Labeled-object pointing material
● ● ●

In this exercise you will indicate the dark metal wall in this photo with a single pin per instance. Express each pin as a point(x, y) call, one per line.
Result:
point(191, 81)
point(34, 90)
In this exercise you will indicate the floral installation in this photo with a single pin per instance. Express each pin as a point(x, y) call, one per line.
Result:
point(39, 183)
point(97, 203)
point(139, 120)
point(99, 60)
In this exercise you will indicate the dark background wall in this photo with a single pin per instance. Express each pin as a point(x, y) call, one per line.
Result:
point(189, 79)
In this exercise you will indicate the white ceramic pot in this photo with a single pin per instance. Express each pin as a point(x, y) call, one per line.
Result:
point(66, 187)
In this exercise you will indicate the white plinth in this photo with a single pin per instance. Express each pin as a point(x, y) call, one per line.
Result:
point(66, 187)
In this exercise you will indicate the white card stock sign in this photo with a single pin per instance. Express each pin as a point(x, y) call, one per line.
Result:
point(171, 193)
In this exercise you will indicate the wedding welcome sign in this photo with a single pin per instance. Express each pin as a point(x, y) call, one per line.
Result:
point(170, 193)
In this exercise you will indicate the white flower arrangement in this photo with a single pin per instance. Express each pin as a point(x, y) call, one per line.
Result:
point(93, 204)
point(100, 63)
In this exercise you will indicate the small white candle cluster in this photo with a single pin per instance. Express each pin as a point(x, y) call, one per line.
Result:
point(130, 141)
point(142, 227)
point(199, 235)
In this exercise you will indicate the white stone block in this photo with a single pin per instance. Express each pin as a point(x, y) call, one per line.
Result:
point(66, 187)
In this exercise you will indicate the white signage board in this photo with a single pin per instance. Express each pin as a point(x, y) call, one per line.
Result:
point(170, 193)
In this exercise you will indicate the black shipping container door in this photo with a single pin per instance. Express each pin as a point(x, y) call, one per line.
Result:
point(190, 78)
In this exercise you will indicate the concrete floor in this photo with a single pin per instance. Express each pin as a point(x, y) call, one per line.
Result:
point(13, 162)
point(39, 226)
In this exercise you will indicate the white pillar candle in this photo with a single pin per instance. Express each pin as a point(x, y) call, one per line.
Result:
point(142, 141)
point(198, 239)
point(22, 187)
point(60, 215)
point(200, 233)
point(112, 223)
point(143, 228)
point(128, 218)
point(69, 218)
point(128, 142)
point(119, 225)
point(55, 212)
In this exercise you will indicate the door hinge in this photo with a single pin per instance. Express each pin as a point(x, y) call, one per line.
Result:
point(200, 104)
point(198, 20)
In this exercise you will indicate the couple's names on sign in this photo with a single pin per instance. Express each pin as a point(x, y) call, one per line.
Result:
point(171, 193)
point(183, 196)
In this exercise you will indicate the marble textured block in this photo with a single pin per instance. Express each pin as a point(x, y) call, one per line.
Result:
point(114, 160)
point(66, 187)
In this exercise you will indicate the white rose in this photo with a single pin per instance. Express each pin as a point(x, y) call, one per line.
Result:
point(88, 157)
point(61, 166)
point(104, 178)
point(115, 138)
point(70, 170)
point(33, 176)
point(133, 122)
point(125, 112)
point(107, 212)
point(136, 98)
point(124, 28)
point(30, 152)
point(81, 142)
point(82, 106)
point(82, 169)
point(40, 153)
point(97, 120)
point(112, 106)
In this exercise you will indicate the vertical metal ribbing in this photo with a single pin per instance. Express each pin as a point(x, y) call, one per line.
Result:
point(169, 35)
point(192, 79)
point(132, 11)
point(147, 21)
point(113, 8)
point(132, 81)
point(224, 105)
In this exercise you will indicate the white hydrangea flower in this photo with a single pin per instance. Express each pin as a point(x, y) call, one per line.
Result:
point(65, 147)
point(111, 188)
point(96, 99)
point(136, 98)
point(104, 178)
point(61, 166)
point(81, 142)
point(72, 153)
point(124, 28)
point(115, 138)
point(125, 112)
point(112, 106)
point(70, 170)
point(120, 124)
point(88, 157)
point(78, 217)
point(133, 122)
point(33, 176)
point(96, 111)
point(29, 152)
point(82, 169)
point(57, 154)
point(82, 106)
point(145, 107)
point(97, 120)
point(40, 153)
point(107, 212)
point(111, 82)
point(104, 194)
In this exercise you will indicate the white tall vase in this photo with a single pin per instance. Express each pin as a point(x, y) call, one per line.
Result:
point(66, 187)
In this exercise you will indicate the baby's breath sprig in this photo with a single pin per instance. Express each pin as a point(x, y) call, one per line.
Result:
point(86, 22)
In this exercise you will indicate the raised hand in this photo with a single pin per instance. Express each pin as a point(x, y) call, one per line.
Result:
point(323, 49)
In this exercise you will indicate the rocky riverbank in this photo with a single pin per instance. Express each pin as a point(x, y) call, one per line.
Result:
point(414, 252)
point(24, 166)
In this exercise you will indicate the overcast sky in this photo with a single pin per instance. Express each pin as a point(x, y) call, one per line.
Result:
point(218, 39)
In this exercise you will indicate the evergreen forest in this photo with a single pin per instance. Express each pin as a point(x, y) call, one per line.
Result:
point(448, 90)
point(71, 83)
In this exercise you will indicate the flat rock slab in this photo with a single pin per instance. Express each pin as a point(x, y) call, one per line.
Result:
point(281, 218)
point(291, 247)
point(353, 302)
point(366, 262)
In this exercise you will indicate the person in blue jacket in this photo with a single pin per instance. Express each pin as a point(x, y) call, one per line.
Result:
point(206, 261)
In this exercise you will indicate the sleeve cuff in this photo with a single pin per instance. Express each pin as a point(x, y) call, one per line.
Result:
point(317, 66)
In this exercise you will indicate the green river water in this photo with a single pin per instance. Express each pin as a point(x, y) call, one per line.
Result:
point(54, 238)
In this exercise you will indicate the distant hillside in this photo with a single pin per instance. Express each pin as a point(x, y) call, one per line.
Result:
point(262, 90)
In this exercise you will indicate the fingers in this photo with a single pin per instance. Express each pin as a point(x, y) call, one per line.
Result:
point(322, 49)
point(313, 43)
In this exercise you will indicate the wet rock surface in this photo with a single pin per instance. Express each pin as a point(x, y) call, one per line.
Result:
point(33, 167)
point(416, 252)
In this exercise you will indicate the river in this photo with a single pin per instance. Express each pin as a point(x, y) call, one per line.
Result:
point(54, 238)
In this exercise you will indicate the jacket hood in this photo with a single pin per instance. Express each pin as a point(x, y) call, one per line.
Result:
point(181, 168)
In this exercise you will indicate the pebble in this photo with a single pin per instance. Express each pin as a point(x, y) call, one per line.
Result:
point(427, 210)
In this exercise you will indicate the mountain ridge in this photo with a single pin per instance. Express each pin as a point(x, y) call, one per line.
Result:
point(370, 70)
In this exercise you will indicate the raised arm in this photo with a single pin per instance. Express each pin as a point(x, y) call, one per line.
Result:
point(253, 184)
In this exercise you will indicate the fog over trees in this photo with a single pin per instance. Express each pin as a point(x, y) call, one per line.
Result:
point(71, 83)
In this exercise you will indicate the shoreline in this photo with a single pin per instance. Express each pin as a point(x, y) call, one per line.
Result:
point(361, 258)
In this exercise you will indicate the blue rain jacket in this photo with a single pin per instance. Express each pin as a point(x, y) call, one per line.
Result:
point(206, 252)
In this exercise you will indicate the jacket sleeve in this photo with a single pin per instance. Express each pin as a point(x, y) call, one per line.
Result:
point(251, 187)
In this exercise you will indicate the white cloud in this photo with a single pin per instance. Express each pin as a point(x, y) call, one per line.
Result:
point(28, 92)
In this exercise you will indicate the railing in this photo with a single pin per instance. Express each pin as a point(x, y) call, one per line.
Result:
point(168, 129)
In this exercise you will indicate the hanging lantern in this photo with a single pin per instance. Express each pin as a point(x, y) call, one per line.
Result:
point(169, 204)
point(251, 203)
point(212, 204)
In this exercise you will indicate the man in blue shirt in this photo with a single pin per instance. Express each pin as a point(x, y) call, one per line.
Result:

● ● ●

:: Problem to solve ::
Return the lines of the material above exactly as they appear, covering the stretch from the line containing "In this exercise you will indicate the small" through the line containing "point(199, 235)", both included.

:: Written reply ::
In this exercise you will indicate the small white candle cluster in this photo with a single pin per instance. Express each pin as a point(x, y) call, one per line.
Result:
point(130, 141)
point(142, 227)
point(199, 235)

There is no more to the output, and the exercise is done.